START TASK INPUT
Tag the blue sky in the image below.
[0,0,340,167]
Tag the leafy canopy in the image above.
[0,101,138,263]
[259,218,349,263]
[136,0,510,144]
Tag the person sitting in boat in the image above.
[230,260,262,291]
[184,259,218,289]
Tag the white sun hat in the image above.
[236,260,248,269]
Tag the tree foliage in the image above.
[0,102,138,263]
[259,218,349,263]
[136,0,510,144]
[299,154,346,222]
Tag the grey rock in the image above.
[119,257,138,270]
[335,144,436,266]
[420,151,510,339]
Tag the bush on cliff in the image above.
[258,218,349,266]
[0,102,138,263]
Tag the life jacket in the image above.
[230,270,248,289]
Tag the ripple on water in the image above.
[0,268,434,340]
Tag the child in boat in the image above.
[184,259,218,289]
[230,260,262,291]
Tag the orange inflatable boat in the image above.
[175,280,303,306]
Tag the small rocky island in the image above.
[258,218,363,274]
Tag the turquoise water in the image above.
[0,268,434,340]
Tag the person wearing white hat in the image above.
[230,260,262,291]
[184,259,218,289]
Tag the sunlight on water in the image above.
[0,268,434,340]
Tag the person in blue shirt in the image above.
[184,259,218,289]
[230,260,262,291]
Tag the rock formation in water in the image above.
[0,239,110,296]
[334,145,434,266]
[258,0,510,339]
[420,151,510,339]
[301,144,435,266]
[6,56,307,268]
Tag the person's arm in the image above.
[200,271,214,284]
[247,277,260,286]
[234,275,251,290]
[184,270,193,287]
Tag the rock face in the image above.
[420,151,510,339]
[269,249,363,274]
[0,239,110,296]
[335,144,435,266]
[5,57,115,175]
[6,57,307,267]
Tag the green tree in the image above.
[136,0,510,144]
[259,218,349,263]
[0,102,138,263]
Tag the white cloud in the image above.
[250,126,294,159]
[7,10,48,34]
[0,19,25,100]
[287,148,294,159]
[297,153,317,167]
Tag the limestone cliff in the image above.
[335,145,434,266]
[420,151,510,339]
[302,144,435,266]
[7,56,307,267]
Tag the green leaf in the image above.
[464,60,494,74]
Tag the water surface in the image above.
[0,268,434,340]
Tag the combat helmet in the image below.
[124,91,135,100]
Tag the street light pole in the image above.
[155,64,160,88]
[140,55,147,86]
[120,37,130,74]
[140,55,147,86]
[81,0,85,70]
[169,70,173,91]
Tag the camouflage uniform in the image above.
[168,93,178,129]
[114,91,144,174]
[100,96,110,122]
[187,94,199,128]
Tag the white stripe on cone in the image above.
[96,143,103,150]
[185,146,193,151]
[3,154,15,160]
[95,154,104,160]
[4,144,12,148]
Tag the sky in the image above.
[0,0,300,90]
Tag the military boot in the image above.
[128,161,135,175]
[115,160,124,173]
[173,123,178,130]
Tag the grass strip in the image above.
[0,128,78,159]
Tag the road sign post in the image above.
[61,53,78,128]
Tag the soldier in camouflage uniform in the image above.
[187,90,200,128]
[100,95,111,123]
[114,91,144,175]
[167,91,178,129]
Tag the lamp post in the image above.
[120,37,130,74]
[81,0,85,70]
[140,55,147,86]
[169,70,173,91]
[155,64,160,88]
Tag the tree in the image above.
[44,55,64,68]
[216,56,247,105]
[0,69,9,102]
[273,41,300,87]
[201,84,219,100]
END TASK INPUT
**WORK REQUIRED:** Copy out every row above word for word, leaving nothing out and changing nothing.

**WORKED ANSWER:**
Tag the blue sky in the image below.
[0,0,340,167]
Tag the leafy canopy in the image above.
[0,101,138,263]
[259,218,349,263]
[136,0,510,144]
Tag the person sitting in boat in the image above.
[230,260,262,291]
[184,259,218,289]
Tag the white sun hat in the image above.
[236,260,248,269]
Tag the tree foliage in the image above.
[0,102,138,263]
[259,218,349,263]
[136,0,510,144]
[299,154,346,222]
Tag the grey rock in the image above.
[119,257,138,270]
[335,144,436,266]
[420,151,510,339]
Tag the bush on cliff in the image above.
[258,218,349,266]
[0,102,138,263]
Tag the life jacket in the image above.
[230,270,248,289]
Tag the ripple on water in the image above.
[0,268,434,340]
Tag the child in boat in the image above.
[184,259,218,289]
[230,260,262,291]
Tag the orange inflatable boat in the image above.
[175,280,303,306]
Tag the small rocky island in the image above.
[258,218,363,274]
Tag the turquoise water in the image above.
[0,268,434,340]
Tag the person wearing white hat in the image above.
[230,260,262,291]
[184,259,218,289]
Tag the sunlight on water in the image above.
[0,268,434,340]
Tag the person in blue shirt in the image above.
[184,259,218,289]
[230,260,262,291]
Tag the rock formation in water in the image above.
[0,239,110,296]
[334,145,434,266]
[258,0,510,339]
[420,151,510,339]
[301,144,435,266]
[6,56,307,268]
Tag the person's arm in the image above.
[200,271,214,284]
[247,277,260,286]
[234,275,251,290]
[184,270,193,287]
Tag the rock face in the image above.
[420,151,510,339]
[269,249,363,274]
[0,239,110,296]
[335,144,435,266]
[5,57,115,175]
[6,57,307,267]
Tag the green tree in the image above.
[136,0,510,144]
[259,218,349,263]
[0,102,138,263]
Tag the white cloud in the image above.
[250,126,294,159]
[7,10,48,34]
[0,19,25,100]
[287,148,294,159]
[297,153,317,167]
Tag the limestone cliff in the image above.
[335,145,434,266]
[420,151,510,339]
[302,144,435,266]
[7,56,307,267]
Tag the green leaf in the image above.
[464,60,494,74]
Tag the water surface in the image above.
[0,268,434,340]
Tag the combat helmet in the image below.
[124,91,135,100]
Tag the street light pole in the image above.
[155,64,160,88]
[140,55,147,86]
[120,37,130,74]
[140,55,147,86]
[81,0,85,70]
[169,70,173,91]
Tag the camouflage uniform in the image above.
[168,93,178,129]
[114,91,144,174]
[100,96,110,122]
[187,94,199,128]
Tag the white stripe on cone in the image above.
[96,143,103,150]
[185,146,193,151]
[3,154,15,160]
[95,154,104,160]
[4,144,12,148]
Tag the sky in the image above.
[0,0,300,90]
Tag the military boot in the image above.
[128,161,135,175]
[115,160,124,173]
[173,123,178,130]
Tag the grass strip in the image above.
[0,128,78,159]
Tag the road sign post in the image above.
[61,53,78,128]
Tag the soldier in camouflage uniform in the image above.
[187,90,200,128]
[100,95,111,123]
[114,91,144,175]
[167,91,178,129]
Tag the lamp post in the image above.
[120,37,130,74]
[81,0,85,70]
[140,55,147,86]
[169,70,173,91]
[155,64,160,88]
Tag the tree in the image above.
[44,55,64,68]
[216,56,247,105]
[0,69,9,102]
[273,41,300,87]
[201,84,219,100]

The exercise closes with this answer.